● **Supplied data**:
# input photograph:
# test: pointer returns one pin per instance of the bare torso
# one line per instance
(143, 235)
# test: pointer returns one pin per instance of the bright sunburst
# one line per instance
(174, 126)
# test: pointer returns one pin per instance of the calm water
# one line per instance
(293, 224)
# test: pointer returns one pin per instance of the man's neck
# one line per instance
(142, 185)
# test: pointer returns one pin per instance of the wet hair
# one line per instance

* * *

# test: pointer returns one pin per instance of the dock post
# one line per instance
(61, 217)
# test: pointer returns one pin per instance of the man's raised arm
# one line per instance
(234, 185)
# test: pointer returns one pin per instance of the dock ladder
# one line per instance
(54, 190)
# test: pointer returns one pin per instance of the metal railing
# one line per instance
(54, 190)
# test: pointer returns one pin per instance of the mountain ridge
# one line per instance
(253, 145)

● **Exercise aim**: Report how many lines of the material above contain the string "dock". Case counts, and the reply should be the number alone.

● **Written reply**: 2